What is asked:
1. Output the records from the line with "[tag] white sail (a point for each instance)" through the end of the records as a Markdown table with columns named Row and Line, leaving out blank lines.
2. Continue the transcript of the Philip Morris International first-quarter 2009 earnings call from where it stops.

==== Document extract

Exhibit 99.2
Philip Morris International Inc.
2009 First-Quarter Earnings Conference Call
April 23rd, 2009
NICK ROLLI
(1)Welcome. Thank you for joining us. Earlier today we issued a news release containing detailed information on our 2009 first-quarter results. You may access the release on our web site at www.pmintl.com.
(2)As we take you through our call today, we will be talking about results in the first quarter of 2009 and comparing them with the same period in 2008 unless specified otherwise. References to volumes are for PMI shipments. Industry volume and share data is sourced from A.C. Nielsen, other third party sources and internal estimates. Net revenue data exclude excise taxes.
You will find data tables showing how we made adjustments to revenues and Operating Companies Income, or “OCI”, for currency and acquisitions at the end of today’s web cast slides, which will also be posted on our web site.

========
==== Records for this exercise

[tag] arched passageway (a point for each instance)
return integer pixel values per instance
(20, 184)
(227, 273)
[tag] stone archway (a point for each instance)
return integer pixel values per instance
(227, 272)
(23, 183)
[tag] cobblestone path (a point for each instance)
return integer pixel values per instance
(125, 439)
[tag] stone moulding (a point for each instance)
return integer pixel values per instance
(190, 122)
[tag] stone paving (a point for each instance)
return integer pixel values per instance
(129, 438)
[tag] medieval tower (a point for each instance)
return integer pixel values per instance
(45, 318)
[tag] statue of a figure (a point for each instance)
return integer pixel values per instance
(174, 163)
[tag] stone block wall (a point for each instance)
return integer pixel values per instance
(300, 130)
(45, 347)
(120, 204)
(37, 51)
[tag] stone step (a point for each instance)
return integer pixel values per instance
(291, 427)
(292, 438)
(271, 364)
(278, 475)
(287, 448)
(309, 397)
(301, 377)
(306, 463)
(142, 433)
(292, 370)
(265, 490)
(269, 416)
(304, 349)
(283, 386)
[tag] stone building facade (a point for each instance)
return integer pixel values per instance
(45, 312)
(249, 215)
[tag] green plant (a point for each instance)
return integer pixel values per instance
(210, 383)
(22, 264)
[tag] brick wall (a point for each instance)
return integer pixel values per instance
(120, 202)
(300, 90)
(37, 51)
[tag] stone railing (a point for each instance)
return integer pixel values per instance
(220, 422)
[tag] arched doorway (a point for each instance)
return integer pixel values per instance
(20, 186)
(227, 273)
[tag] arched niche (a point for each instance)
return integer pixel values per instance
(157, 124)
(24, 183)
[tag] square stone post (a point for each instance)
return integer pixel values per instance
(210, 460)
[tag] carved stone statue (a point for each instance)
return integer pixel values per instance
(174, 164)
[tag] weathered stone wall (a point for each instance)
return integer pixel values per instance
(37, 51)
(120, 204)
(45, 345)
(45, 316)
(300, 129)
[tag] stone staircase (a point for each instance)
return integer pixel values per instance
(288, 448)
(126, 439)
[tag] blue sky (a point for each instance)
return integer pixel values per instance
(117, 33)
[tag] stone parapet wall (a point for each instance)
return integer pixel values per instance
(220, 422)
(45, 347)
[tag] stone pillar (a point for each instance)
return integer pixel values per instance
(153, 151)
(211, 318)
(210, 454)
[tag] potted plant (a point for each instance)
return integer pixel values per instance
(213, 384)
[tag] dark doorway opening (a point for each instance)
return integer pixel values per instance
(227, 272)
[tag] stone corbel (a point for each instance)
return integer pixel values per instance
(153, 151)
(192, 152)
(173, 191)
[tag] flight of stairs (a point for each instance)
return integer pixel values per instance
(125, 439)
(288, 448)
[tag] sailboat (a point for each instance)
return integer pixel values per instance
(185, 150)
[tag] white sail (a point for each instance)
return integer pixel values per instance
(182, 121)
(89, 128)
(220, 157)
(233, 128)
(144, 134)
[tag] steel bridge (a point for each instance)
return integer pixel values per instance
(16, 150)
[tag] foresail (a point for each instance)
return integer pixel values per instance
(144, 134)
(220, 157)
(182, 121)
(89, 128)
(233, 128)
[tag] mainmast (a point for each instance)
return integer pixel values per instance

========

Results:
1.
| Row | Line |
|---|---|
| 1 | [tag] white sail (a point for each instance) |
| 2 | return integer pixel values per instance |
| 3 | (182, 121) |
| 4 | (89, 128) |
| 5 | (220, 157) |
| 6 | (233, 128) |
| 7 | (144, 134) |
| 8 | [tag] steel bridge (a point for each instance) |
| 9 | return integer pixel values per instance |
| 10 | (16, 150) |
| 11 | [tag] foresail (a point for each instance) |
| 12 | return integer pixel values per instance |
| 13 | (144, 134) |
| 14 | (220, 157) |
| 15 | (182, 121) |
| 16 | (89, 128) |
| 17 | (233, 128) |
| 18 | [tag] mainmast (a point for each instance) |
| 19 | return integer pixel values per instance |

2.
(3)Today’s remarks contain forward-looking statements and projections of future results, and I direct your attention to the Forward-Looking and Cautionary Statements disclosure in today’s presentation and news release for a review of the various factors that could cause actual results to differ materially from projections.
It’s now my pleasure to introduce Hermann Waldemer, Chief Financial Officer.
Hermann,
HERMANN WALDEMER
(4)Hello everyone. I am pleased to report that PMI’s strong business momentum continued into 2009 in spite of the difficult economic environment.
(5)Net revenues in the first quarter grew by 3.9% excluding acquisitions and currency, driven by price increases across a broad range of markets.
(6)OCI increased by 6.2% excluding acquisitions and currency. This was driven by strong performances in the Eastern Europe, Middle East and Africa, or EEMA, and Asia Regions where, net of currency, we achieved double-digit OCI growth in the key markets of Russia, Ukraine, Australia, Indonesia and Korea.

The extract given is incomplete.